__What this task involves__. From the listing below, extract every line that contains the string "boat". Case counts.

__Records for this exercise__.

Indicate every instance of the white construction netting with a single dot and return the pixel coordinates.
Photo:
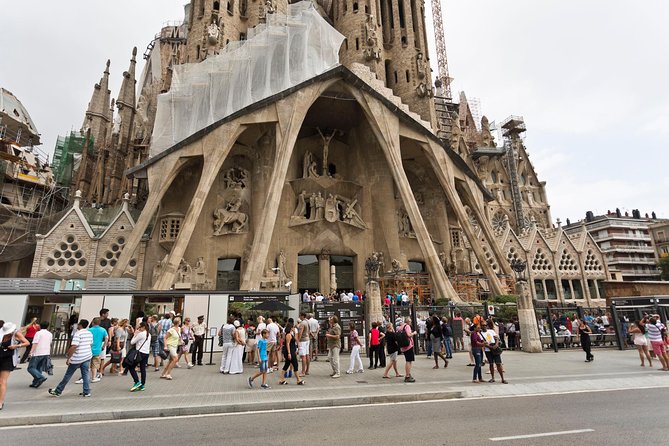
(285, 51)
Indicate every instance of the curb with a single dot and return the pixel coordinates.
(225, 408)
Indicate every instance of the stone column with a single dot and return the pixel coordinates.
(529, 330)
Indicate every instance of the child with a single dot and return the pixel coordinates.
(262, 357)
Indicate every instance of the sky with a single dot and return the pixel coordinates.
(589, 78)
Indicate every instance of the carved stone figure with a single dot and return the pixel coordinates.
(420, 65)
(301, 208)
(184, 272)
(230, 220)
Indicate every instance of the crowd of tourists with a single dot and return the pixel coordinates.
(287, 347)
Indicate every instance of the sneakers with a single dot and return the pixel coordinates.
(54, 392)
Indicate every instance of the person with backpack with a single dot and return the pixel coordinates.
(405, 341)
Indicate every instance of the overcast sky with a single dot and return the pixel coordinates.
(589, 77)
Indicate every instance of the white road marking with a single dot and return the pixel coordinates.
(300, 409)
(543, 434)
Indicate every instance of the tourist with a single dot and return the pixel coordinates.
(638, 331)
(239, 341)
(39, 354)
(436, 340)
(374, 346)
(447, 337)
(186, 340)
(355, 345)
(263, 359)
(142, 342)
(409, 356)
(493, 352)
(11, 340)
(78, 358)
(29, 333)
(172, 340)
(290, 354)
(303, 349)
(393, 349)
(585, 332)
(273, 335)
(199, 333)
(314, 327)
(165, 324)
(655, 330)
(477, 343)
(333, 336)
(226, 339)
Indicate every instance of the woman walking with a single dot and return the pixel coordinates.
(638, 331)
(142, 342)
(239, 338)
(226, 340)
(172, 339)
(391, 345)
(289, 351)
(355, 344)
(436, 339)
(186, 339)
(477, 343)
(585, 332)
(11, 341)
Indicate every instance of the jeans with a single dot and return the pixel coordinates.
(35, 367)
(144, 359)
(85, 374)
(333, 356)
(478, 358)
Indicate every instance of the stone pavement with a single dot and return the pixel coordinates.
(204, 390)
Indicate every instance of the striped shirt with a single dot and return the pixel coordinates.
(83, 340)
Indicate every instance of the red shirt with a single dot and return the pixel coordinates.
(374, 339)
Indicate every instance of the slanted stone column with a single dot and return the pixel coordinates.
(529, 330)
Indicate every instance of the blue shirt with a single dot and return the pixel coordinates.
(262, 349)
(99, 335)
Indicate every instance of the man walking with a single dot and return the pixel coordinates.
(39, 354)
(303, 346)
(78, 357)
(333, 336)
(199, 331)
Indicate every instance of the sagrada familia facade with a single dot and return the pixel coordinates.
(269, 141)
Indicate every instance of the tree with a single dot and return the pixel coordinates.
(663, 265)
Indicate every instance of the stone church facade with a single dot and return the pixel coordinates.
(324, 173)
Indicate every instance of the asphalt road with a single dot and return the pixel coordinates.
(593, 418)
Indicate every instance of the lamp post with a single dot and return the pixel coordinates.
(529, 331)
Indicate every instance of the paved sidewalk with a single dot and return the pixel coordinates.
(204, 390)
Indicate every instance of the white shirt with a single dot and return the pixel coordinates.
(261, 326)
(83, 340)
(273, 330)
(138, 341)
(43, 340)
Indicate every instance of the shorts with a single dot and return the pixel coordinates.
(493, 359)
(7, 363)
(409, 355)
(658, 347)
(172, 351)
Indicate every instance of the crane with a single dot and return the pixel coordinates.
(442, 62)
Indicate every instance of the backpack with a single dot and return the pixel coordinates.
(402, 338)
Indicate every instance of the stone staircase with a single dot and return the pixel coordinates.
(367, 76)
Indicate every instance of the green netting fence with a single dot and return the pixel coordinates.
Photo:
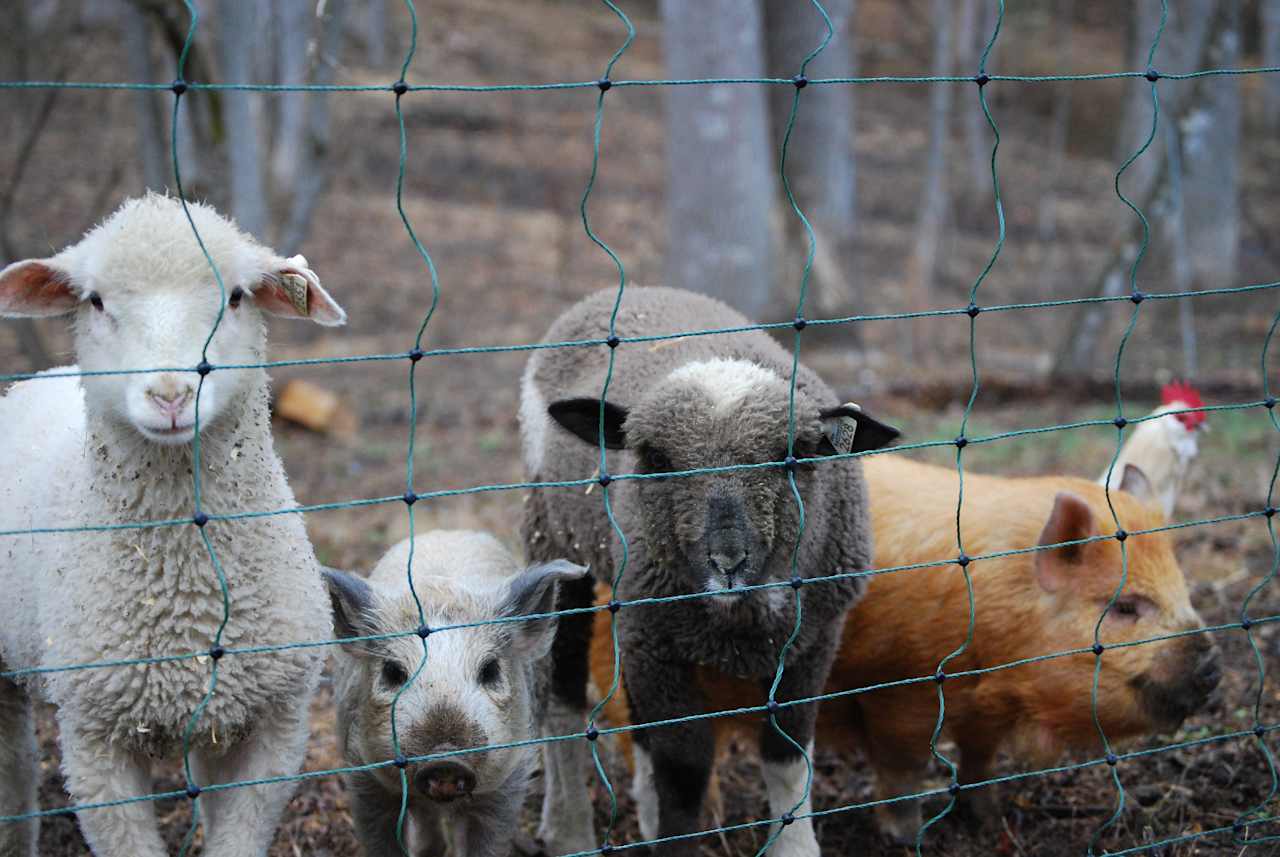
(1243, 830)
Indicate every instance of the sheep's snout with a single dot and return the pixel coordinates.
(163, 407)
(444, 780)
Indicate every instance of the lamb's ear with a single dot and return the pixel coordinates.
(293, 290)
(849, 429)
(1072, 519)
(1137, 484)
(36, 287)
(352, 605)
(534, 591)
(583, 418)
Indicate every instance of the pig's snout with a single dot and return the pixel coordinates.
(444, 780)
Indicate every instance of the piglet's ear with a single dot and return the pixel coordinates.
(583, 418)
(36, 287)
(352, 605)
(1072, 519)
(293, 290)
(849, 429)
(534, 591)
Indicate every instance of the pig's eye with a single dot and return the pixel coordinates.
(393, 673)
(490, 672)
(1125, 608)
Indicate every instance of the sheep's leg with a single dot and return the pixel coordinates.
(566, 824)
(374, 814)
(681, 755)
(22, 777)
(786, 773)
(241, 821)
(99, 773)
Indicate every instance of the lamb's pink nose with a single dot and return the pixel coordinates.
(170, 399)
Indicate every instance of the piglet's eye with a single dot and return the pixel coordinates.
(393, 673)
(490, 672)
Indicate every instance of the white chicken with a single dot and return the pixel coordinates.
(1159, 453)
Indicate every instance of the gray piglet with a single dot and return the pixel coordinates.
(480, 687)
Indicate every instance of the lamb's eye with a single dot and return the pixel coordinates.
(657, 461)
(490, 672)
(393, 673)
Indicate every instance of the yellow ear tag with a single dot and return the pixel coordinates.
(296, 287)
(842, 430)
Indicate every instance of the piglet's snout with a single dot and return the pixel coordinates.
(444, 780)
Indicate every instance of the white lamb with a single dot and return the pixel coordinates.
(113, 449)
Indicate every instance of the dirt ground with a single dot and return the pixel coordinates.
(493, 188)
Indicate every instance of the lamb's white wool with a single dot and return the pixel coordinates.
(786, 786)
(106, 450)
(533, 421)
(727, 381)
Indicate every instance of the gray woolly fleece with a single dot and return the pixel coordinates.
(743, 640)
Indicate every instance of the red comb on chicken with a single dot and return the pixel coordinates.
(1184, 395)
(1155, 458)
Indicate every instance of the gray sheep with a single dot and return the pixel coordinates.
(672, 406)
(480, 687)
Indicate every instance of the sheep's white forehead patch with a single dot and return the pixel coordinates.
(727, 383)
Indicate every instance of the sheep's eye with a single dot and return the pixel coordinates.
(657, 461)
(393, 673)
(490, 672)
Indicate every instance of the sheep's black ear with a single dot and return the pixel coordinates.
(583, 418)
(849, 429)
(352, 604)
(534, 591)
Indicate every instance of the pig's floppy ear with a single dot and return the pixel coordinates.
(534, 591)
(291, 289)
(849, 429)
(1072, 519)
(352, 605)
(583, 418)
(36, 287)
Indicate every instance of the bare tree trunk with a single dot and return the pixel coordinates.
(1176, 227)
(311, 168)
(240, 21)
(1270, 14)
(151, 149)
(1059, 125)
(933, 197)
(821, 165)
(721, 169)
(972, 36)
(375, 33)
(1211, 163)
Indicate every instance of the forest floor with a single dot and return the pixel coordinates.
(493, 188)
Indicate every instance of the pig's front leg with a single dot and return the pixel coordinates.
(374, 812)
==
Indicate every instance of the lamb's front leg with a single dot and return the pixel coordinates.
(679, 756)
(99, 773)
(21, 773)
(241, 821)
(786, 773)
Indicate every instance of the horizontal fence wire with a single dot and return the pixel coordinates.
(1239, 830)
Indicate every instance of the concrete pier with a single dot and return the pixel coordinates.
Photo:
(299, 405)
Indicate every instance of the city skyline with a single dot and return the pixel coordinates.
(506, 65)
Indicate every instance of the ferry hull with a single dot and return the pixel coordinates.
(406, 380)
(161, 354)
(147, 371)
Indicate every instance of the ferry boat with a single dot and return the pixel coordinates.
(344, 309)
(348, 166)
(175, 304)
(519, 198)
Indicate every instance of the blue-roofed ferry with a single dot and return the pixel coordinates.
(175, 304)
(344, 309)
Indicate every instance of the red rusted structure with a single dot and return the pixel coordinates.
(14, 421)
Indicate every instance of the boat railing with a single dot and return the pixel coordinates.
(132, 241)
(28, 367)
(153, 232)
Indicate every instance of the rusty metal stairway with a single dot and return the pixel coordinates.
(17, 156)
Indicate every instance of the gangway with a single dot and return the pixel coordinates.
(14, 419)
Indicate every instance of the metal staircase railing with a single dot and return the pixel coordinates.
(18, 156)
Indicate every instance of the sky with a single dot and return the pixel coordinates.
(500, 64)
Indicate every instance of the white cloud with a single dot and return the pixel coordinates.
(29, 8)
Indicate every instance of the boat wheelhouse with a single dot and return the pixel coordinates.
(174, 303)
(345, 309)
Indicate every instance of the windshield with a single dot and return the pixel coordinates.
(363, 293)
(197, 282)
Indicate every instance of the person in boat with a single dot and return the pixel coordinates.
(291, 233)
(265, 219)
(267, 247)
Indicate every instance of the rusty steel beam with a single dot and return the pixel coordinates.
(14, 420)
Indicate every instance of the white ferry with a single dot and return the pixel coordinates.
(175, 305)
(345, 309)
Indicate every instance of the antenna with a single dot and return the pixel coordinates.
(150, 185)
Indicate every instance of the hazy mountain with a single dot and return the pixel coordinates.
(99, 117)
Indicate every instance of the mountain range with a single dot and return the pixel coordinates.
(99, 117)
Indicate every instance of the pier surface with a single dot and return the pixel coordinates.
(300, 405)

__Exercise output__.
Indicate every instance of the ferry boat with a single dot and return the pixel coordinates.
Indicate every instance of the boat railing with a single dot and return the pixel coordinates.
Indicate every instance of the boat wheelhouse with a single dot and return the pixel coordinates.
Indicate every instance of the person in boat with a single dot and return the pixel coordinates.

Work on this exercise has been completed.